# WORK TO BE COMPLETED
Print the lines below without any change, starting with the line that contains "Exercise. Point out the shield" and continuing through the line that contains "[(213, 174)]".

# Collection entries
>>>
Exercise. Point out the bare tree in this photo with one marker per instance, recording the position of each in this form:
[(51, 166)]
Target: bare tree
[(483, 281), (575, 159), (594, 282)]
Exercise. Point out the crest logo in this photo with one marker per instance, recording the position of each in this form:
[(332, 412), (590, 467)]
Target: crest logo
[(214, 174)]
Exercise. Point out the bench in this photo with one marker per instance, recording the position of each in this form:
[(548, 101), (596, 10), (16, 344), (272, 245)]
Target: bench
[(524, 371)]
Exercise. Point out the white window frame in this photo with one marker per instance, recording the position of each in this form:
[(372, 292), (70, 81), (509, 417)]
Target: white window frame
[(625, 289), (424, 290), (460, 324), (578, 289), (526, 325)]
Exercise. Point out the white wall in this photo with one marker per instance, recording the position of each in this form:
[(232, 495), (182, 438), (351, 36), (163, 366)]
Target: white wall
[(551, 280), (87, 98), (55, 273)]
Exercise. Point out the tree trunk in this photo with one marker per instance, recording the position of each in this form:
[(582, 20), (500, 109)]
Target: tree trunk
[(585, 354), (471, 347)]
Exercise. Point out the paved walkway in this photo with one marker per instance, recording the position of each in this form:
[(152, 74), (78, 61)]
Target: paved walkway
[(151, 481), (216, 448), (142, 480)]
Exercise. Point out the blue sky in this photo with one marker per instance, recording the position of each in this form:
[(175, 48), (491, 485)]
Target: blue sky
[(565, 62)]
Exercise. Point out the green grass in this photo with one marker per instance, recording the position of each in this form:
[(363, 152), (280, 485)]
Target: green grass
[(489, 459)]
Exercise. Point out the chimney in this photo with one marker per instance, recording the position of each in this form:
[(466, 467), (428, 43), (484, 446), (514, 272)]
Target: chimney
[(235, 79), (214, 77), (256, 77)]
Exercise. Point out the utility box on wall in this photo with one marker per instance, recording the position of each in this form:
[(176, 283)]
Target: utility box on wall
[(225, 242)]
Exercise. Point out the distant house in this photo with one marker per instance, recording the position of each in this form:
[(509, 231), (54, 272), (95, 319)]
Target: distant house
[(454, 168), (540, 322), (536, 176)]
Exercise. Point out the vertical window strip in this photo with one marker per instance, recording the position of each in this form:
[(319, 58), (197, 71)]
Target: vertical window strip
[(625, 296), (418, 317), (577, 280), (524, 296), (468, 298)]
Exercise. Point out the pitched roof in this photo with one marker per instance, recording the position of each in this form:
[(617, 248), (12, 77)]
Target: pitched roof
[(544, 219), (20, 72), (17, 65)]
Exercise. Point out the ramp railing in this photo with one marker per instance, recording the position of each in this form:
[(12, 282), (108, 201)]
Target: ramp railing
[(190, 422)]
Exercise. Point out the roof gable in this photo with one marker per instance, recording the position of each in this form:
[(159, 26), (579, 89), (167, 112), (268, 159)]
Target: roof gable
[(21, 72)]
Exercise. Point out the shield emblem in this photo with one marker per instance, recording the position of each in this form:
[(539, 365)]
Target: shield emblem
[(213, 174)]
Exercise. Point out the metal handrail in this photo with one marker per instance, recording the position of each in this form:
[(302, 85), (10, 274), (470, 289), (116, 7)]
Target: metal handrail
<<<
# SOLUTION BELOW
Exercise. Point out the shield emblem in this photo with one marker per instance, recording the position of each in this form:
[(539, 365)]
Target: shield emblem
[(213, 174)]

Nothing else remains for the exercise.